Starting at the line that holds "164L550 139L436 291L569", quote every line through the end of the records, both boundary lines included. Omit the pictures.

*** Block opens ***

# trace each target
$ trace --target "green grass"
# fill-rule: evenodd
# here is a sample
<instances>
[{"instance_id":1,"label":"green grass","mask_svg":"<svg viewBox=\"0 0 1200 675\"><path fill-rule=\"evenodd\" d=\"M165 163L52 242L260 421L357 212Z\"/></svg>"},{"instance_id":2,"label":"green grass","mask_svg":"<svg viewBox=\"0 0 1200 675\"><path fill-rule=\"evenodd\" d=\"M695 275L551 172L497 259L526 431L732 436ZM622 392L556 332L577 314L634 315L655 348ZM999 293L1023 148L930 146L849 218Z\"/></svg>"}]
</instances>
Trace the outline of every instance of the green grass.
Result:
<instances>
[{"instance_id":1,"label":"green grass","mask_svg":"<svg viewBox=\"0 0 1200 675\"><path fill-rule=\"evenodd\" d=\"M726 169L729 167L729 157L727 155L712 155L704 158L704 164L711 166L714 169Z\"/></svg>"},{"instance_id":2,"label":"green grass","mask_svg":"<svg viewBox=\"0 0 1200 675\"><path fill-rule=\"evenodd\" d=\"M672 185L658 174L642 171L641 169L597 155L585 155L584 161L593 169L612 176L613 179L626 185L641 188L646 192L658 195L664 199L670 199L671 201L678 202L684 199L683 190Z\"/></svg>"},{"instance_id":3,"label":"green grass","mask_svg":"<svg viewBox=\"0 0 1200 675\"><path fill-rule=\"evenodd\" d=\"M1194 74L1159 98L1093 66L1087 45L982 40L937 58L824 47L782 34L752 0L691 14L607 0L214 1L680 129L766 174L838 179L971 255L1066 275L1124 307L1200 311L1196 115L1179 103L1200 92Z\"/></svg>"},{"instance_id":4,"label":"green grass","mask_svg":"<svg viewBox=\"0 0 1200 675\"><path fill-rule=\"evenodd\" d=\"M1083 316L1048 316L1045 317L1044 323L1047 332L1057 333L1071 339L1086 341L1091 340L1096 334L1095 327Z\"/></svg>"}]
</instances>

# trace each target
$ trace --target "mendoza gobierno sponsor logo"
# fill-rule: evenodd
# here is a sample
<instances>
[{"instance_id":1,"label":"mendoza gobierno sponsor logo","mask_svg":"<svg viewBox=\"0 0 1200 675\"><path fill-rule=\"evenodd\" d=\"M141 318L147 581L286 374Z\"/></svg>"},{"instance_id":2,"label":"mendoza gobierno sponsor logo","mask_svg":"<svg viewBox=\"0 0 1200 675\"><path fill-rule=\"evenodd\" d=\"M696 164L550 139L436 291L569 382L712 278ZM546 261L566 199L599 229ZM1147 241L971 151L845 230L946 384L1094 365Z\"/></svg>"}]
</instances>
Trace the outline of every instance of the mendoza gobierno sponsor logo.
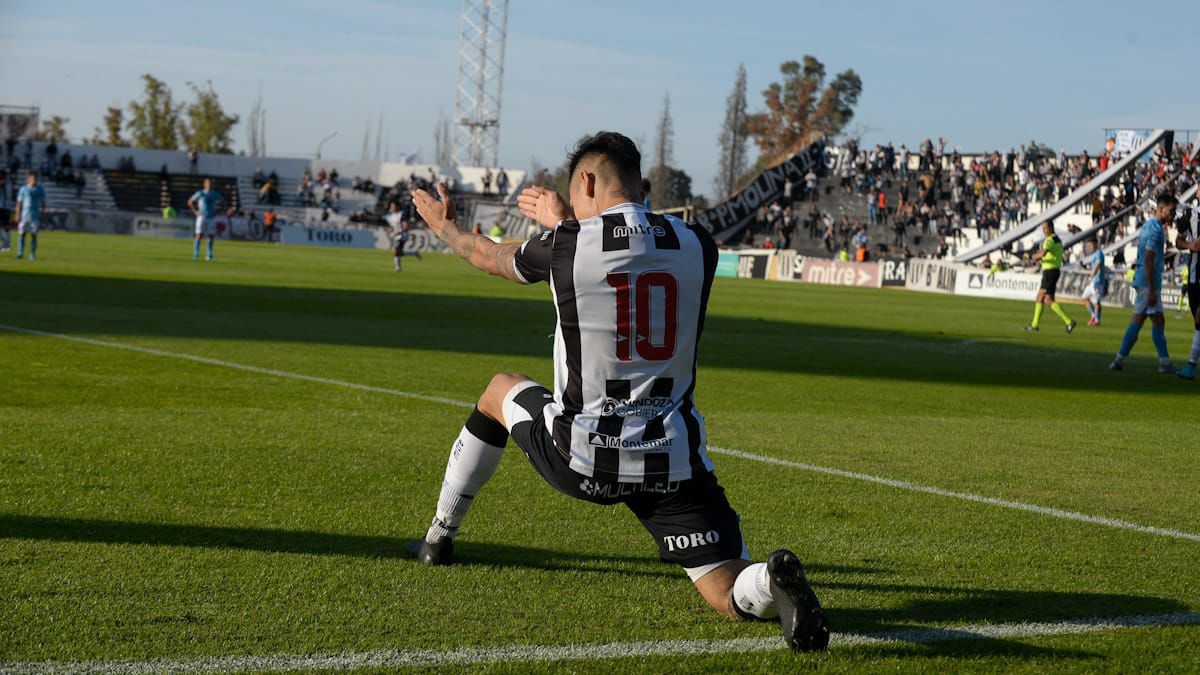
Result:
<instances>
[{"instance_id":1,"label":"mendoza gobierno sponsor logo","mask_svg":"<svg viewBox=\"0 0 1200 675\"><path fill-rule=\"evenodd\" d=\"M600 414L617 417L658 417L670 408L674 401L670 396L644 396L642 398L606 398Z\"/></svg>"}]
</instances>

*** Block closes ***

Written response:
[{"instance_id":1,"label":"mendoza gobierno sponsor logo","mask_svg":"<svg viewBox=\"0 0 1200 675\"><path fill-rule=\"evenodd\" d=\"M141 318L147 581L286 374Z\"/></svg>"},{"instance_id":2,"label":"mendoza gobierno sponsor logo","mask_svg":"<svg viewBox=\"0 0 1200 675\"><path fill-rule=\"evenodd\" d=\"M696 164L550 139L436 291L569 382L712 278ZM546 261L566 199L599 229ZM1147 241L971 151L845 230L946 384L1094 365Z\"/></svg>"}]
</instances>
Trace the outline of every instance of the mendoza gobierno sponsor logo.
Result:
<instances>
[{"instance_id":1,"label":"mendoza gobierno sponsor logo","mask_svg":"<svg viewBox=\"0 0 1200 675\"><path fill-rule=\"evenodd\" d=\"M600 414L617 417L658 417L670 408L674 401L670 396L644 396L642 398L606 398Z\"/></svg>"}]
</instances>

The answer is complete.